▶ _HOW TO COMPLETE THIS TASK_
What you return should be each line of the data containing the string "negative".

[Records from a dataset]
◇ ◇ ◇ ◇ ◇ ◇ ◇
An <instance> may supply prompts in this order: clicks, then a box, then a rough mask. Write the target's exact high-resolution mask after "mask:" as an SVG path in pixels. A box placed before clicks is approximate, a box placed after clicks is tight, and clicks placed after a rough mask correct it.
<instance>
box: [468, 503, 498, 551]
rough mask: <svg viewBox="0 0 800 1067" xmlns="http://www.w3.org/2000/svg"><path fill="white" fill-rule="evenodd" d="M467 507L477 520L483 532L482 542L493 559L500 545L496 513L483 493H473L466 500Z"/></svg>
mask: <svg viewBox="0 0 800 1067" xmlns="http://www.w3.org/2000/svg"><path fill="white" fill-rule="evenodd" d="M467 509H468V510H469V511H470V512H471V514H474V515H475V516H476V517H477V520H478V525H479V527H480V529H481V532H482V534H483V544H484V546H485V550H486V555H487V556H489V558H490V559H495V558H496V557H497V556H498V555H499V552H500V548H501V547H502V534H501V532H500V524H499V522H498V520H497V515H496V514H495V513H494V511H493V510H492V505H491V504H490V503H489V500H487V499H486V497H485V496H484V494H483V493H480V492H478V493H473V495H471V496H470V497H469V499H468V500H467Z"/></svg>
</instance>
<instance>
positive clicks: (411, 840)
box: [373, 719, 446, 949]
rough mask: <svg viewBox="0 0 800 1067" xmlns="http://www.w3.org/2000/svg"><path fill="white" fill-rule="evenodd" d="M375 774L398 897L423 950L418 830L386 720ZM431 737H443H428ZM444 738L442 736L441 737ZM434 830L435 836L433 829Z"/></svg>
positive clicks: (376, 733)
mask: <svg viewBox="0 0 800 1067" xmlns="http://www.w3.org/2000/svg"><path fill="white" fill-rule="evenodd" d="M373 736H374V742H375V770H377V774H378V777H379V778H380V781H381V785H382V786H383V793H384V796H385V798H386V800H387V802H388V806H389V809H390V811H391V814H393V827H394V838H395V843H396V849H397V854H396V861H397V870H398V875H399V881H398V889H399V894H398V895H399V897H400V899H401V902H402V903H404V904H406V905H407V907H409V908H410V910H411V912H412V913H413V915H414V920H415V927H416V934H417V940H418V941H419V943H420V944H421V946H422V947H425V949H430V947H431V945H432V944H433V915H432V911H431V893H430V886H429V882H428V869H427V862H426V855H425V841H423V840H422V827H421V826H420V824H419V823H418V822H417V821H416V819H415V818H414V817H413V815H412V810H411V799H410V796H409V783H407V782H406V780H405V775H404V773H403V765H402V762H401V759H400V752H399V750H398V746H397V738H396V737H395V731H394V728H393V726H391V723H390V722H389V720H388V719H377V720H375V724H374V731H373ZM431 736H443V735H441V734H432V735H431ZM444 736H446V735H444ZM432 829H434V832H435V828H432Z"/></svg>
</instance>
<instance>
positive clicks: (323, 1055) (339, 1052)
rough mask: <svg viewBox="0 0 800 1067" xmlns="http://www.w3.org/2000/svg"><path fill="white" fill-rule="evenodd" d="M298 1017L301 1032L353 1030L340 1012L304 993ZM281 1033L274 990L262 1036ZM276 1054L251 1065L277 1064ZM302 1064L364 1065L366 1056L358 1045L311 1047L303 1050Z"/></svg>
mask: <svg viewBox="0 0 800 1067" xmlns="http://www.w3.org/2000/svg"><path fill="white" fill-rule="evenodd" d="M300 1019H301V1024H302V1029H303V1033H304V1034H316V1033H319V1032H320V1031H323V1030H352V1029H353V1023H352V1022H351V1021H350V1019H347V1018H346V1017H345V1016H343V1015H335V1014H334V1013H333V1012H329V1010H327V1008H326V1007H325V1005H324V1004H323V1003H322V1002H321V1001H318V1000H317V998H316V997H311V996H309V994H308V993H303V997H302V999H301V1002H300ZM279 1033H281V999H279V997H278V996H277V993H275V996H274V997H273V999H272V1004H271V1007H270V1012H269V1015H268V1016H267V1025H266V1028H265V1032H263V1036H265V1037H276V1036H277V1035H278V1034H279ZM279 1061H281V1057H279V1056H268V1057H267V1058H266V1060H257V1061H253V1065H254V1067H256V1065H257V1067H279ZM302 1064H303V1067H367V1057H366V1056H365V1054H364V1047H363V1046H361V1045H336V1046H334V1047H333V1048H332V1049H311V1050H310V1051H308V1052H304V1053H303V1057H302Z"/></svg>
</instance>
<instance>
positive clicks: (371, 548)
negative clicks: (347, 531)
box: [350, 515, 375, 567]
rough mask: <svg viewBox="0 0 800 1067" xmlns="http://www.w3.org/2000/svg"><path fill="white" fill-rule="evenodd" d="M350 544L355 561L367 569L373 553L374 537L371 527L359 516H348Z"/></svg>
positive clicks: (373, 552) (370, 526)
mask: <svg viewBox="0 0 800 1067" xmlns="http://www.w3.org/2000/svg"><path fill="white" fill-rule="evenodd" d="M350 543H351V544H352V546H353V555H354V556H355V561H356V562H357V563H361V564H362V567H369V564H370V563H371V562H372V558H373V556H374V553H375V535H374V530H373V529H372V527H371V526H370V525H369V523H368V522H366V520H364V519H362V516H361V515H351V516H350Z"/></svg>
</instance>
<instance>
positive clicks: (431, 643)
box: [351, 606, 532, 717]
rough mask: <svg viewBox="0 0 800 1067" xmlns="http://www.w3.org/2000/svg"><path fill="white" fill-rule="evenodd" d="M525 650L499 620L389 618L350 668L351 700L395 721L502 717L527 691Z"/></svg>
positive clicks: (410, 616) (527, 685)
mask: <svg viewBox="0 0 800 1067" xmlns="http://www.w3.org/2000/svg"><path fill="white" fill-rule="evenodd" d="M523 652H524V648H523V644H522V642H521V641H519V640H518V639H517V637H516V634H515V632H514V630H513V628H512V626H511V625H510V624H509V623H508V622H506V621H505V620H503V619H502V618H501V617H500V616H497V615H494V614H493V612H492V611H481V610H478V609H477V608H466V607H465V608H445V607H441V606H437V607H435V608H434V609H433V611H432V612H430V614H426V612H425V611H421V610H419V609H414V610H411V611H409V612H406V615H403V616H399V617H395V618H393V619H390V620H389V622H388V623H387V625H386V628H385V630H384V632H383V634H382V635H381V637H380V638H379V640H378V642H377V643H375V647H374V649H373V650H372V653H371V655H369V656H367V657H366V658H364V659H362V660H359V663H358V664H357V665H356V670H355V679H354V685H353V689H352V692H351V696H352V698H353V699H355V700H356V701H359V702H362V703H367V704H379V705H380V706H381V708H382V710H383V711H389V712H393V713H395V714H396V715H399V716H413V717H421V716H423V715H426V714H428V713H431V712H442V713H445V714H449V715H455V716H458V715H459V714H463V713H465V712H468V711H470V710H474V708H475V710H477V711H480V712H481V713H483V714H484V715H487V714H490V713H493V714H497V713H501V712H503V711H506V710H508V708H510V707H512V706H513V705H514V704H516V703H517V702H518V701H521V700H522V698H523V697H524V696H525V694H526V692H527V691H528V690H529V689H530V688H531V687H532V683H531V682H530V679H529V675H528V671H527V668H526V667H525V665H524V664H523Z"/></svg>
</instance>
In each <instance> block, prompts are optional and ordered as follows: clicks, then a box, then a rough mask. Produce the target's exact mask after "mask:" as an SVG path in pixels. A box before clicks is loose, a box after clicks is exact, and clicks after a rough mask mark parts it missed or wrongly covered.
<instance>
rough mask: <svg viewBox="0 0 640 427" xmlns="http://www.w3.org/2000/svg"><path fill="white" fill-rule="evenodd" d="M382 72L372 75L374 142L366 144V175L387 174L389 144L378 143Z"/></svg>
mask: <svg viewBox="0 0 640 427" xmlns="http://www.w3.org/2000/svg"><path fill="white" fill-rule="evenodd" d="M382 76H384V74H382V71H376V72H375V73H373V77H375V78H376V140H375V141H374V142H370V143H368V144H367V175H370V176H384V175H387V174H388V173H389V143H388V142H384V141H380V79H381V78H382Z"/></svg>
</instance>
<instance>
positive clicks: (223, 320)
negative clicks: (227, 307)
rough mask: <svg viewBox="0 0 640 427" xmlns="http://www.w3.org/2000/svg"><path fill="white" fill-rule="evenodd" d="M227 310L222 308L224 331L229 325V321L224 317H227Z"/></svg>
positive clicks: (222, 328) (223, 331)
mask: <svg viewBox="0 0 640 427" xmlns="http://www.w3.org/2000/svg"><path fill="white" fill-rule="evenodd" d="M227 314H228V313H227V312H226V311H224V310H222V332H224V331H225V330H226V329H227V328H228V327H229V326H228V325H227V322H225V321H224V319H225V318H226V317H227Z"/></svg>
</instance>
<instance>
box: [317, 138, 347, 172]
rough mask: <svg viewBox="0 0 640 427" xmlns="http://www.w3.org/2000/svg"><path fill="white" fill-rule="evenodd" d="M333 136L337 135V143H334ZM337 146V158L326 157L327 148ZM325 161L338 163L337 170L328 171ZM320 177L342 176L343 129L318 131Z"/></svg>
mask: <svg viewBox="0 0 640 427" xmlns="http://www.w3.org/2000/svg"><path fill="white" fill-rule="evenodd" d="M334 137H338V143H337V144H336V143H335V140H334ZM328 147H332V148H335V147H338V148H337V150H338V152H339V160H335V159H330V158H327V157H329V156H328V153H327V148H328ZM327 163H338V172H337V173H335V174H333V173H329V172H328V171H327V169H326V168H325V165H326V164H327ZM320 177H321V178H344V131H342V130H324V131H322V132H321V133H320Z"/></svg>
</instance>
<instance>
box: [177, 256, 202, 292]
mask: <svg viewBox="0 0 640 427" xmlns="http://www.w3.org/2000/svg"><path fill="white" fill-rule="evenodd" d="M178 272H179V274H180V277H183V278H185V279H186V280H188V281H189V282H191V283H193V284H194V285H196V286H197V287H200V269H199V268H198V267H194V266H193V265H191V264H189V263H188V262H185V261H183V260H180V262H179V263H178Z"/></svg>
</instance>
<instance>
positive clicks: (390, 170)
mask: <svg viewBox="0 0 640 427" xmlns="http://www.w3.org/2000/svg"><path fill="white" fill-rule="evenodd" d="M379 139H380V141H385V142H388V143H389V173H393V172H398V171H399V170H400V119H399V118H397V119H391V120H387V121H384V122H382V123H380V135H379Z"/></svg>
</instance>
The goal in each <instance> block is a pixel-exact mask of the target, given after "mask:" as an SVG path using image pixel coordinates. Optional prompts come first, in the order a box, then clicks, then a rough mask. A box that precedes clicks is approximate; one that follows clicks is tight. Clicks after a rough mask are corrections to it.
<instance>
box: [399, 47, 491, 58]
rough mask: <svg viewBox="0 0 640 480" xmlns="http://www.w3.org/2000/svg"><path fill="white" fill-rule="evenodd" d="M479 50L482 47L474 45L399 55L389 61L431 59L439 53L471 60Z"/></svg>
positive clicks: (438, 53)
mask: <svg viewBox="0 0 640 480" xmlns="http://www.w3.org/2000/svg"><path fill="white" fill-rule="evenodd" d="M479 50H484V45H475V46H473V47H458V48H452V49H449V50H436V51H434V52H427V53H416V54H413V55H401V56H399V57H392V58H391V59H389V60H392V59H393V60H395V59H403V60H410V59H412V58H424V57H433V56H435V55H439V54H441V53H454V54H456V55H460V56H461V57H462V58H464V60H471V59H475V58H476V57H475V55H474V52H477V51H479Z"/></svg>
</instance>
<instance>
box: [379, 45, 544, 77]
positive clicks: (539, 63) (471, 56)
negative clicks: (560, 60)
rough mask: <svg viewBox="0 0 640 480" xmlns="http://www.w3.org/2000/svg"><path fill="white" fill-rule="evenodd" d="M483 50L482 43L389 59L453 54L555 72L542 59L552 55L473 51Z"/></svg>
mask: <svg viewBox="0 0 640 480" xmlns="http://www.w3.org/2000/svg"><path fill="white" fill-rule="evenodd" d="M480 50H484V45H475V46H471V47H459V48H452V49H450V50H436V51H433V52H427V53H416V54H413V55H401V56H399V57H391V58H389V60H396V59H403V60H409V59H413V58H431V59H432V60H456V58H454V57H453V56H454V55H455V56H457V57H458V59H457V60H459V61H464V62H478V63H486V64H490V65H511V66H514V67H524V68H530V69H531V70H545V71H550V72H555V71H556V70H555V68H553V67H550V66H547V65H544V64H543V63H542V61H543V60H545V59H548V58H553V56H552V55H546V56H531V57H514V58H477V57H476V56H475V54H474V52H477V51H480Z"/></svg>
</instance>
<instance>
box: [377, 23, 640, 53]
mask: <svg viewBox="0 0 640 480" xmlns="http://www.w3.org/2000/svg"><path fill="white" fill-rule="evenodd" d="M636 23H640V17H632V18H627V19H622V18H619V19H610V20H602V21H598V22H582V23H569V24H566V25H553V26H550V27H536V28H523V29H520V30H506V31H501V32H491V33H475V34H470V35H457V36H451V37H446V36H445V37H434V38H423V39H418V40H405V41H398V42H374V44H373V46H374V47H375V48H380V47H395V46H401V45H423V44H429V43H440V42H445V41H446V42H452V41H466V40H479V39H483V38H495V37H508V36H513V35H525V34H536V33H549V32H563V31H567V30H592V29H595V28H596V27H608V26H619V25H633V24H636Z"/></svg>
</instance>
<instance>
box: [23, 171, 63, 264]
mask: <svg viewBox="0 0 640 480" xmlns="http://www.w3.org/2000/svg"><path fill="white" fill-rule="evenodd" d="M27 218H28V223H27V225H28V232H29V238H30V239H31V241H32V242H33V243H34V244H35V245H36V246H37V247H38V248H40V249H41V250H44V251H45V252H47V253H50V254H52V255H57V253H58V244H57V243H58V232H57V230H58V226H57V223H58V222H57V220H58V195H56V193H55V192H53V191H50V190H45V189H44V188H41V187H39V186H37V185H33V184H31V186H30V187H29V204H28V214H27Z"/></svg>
◇ ◇ ◇ ◇ ◇ ◇ ◇
▶ _COMPLETED EXERCISE_
negative clicks: (347, 531)
negative clicks: (227, 307)
negative clicks: (560, 60)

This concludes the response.